*Stated exercise a:*
Answer the following questions about the text on A Girl on the Shore:
(i) In which magazine was the manga serialized?
(ii) Who directed the 2021 film adaptation?
(iii) How many volumes does the series have?

- Cover of the first volume

うみべの女の子 (Umibe no Onnanoko)
- Genre: Coming-of-age
- Written by: Inio Asano
- Published by: Ohta Publishing
- English publisher: NA: Vertical;
- Magazine: Manga Erotics F
- Original run: July 7, 2009 – January 7, 2013
- Volumes: 2

= A Girl on the Shore =

Japanese manga series

A Girl on the Shore (うみべの女の子, Umibe no Onnanoko) is a Japanese manga series written and illustrated by Inio Asano. It is about two junior high school students who enter into a casual sex relationship. The manga was serialized in Ohta Publishing's Manga Erotics F from 2009 to 2013 and is licensed in North America by Vertical.

On August 20, 2021, the series received a film adaptation directed by Atsushi Ueda, starring Ruka Ishikawa and Yuzu Aoki.

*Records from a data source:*
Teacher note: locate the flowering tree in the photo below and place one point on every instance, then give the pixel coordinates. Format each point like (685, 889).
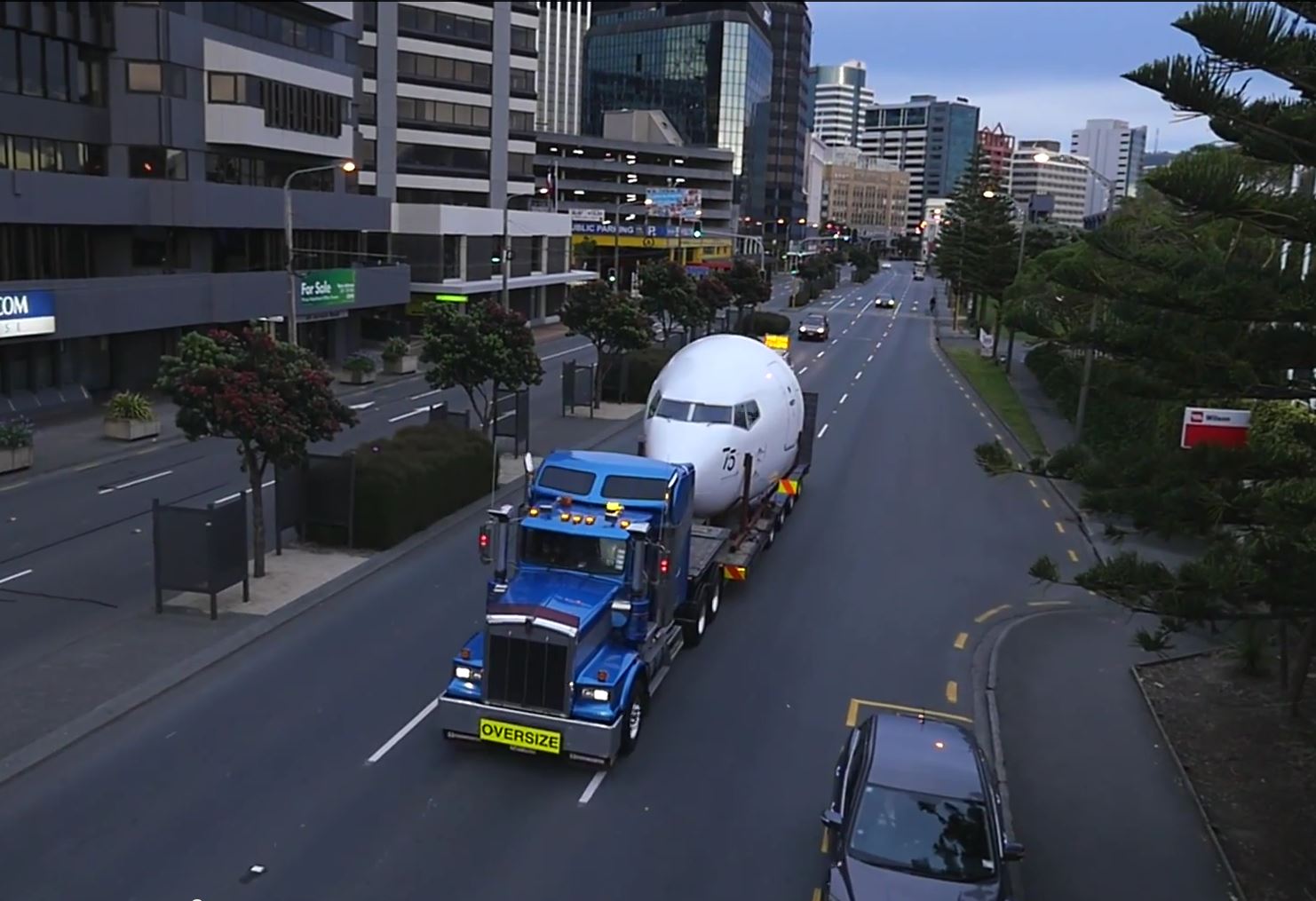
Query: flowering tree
(269, 396)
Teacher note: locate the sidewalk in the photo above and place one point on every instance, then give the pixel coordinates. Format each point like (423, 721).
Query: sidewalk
(1094, 794)
(78, 439)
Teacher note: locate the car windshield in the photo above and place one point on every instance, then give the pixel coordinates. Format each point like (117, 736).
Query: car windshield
(923, 834)
(600, 557)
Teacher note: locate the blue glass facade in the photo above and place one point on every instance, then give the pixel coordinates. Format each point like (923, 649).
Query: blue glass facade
(711, 73)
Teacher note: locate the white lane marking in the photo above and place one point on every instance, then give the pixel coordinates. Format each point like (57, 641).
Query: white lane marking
(407, 415)
(592, 786)
(401, 733)
(238, 494)
(136, 482)
(16, 575)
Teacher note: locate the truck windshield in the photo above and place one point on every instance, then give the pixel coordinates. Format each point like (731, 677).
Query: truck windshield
(600, 557)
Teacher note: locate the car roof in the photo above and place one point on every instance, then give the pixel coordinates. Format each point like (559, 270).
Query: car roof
(906, 756)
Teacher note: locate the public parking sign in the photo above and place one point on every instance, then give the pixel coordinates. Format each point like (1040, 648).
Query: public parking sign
(1209, 426)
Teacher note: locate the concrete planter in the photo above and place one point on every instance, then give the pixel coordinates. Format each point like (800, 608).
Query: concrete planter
(131, 429)
(15, 459)
(401, 366)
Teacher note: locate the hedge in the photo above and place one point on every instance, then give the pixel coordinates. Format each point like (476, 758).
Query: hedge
(630, 379)
(415, 479)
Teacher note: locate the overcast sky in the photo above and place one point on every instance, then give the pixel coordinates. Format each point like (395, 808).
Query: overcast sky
(1040, 68)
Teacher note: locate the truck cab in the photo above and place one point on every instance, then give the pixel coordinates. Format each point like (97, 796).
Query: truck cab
(591, 598)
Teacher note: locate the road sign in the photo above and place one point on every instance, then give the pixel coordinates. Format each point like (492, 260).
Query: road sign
(1203, 425)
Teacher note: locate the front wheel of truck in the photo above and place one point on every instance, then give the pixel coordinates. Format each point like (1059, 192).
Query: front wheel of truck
(633, 718)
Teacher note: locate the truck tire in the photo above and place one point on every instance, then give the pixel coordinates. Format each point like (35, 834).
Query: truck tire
(633, 717)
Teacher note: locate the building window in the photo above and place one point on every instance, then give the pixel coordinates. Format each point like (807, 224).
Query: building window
(157, 163)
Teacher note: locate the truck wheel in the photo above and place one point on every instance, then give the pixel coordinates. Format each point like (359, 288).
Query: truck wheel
(633, 718)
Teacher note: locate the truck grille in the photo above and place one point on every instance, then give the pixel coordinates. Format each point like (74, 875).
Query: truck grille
(526, 674)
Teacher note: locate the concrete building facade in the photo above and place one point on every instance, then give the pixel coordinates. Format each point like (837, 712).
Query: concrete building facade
(448, 116)
(144, 149)
(931, 139)
(840, 96)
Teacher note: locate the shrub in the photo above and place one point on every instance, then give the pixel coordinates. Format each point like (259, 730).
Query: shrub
(131, 406)
(630, 380)
(412, 480)
(764, 322)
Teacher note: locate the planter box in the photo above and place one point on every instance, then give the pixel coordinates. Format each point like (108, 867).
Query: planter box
(131, 429)
(12, 461)
(401, 366)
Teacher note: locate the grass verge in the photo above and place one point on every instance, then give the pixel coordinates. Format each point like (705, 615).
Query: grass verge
(991, 383)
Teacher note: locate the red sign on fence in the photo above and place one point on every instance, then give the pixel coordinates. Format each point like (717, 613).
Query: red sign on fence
(1220, 428)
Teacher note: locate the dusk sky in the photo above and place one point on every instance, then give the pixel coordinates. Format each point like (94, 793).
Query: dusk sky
(1040, 68)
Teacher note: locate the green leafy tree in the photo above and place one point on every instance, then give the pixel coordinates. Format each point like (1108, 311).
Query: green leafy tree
(1204, 303)
(272, 398)
(668, 295)
(614, 324)
(480, 347)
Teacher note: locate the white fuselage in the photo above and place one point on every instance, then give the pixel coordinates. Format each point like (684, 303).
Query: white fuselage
(718, 399)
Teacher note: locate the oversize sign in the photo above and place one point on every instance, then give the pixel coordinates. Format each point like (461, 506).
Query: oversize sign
(329, 287)
(1203, 425)
(25, 313)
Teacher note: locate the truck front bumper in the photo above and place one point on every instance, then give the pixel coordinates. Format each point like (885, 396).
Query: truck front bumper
(527, 731)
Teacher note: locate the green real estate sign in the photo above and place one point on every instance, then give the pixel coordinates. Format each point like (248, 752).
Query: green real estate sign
(329, 288)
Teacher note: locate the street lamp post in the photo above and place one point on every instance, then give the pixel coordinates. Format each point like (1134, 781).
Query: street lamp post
(1079, 417)
(346, 166)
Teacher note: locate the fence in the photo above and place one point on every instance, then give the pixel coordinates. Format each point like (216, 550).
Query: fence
(202, 550)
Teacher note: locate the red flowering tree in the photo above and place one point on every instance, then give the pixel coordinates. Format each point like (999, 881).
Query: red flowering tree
(269, 396)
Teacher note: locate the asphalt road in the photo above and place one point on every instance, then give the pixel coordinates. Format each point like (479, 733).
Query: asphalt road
(898, 545)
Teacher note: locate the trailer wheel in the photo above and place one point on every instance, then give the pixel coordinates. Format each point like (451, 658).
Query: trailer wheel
(633, 718)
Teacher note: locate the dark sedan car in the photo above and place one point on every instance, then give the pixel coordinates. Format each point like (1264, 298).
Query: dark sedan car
(815, 328)
(915, 816)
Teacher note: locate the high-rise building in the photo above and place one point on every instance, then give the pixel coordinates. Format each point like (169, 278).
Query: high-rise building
(998, 152)
(840, 96)
(707, 66)
(448, 117)
(1116, 152)
(562, 29)
(787, 150)
(931, 139)
(147, 152)
(1039, 170)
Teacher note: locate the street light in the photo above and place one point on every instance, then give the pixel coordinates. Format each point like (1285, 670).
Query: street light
(346, 166)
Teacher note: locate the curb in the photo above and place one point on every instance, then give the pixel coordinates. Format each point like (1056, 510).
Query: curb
(1079, 518)
(1236, 887)
(153, 687)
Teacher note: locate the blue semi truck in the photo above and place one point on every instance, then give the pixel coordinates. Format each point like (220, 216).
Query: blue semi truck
(612, 579)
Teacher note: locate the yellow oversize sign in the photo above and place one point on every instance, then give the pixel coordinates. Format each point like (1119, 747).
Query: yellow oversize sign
(532, 739)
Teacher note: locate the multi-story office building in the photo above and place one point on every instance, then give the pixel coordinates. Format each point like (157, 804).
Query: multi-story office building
(840, 96)
(562, 29)
(144, 152)
(1116, 152)
(865, 194)
(1061, 178)
(931, 139)
(707, 66)
(787, 150)
(602, 185)
(448, 117)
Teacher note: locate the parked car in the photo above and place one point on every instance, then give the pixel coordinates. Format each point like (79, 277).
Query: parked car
(915, 814)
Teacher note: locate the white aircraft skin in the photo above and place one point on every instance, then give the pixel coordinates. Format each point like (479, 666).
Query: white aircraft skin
(691, 417)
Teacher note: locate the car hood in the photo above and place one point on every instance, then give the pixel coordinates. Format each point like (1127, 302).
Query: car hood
(876, 884)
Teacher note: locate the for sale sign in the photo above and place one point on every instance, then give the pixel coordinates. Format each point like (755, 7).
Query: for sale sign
(1220, 428)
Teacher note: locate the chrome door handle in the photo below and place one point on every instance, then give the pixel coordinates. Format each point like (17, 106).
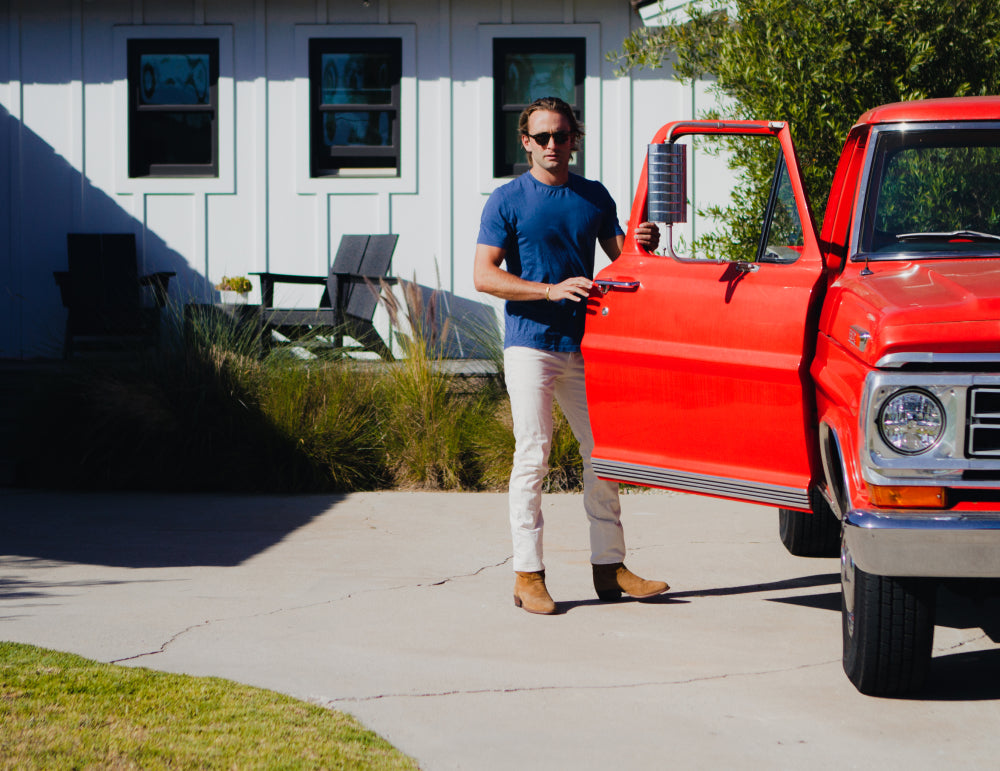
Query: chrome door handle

*Stated exercise b:* Rescale the entries from the line containing "Teacher note: locate the blue semi" through the end of the entries, both ends included. Reproduce every line, teacher notes included, with each point coordinate in the answers multiplied by 1.7 and rounded to a whole number (halves up), leaving the format samples unchanged and omitting the pictures.

*Written solution a:*
(i) Manga Erotics F
(ii) Atsushi Ueda
(iii) 2

*Written solution b:*
Teacher note: locate the blue semi truck in the photo above and place one point on every instance, then give the pixel coordinates. Format each point like (220, 216).
Query: blue semi truck
(1040, 984)
Teacher note: locate the yellow oversize sign in the photo above and place one point on every instance, then give the pixel coordinates. Format each point like (1119, 747).
Query: yellow oversize sign
(904, 1256)
Teacher note: locate the multi-story office building in the photo above and place one point on every instance, then give the pixel coordinates. Format each point like (157, 804).
Query: multi-story office building
(1428, 163)
(955, 49)
(245, 258)
(1897, 258)
(1471, 330)
(1804, 303)
(1583, 236)
(1202, 112)
(1338, 255)
(1023, 315)
(762, 199)
Teacher note: locate the parked car in the photo above and place one point on every instance, then give the pixel coordinates. Format each point like (79, 277).
Query: parked car
(1556, 1384)
Teacher note: locate the white aircraft skin in the photo above and place one point on every instance, then give the pixel coordinates. Format each point like (479, 666).
Query: white aircraft skin
(1175, 709)
Teacher note: locate the car hood in the photo above and place one point on every instance, then give the pixel coordinates. Format each point like (1127, 302).
Query: car hood
(1489, 1503)
Teacher note: locate the for sale sign in the photo above and place one point on every instance, then give the pixel coordinates. Format each point like (755, 7).
Query: for sale sign
(2074, 728)
Teacher note: locate the chrome door handle in the photo below and place one point on every instance, then give the pixel coordinates. Format each point like (17, 106).
Query: chrome door handle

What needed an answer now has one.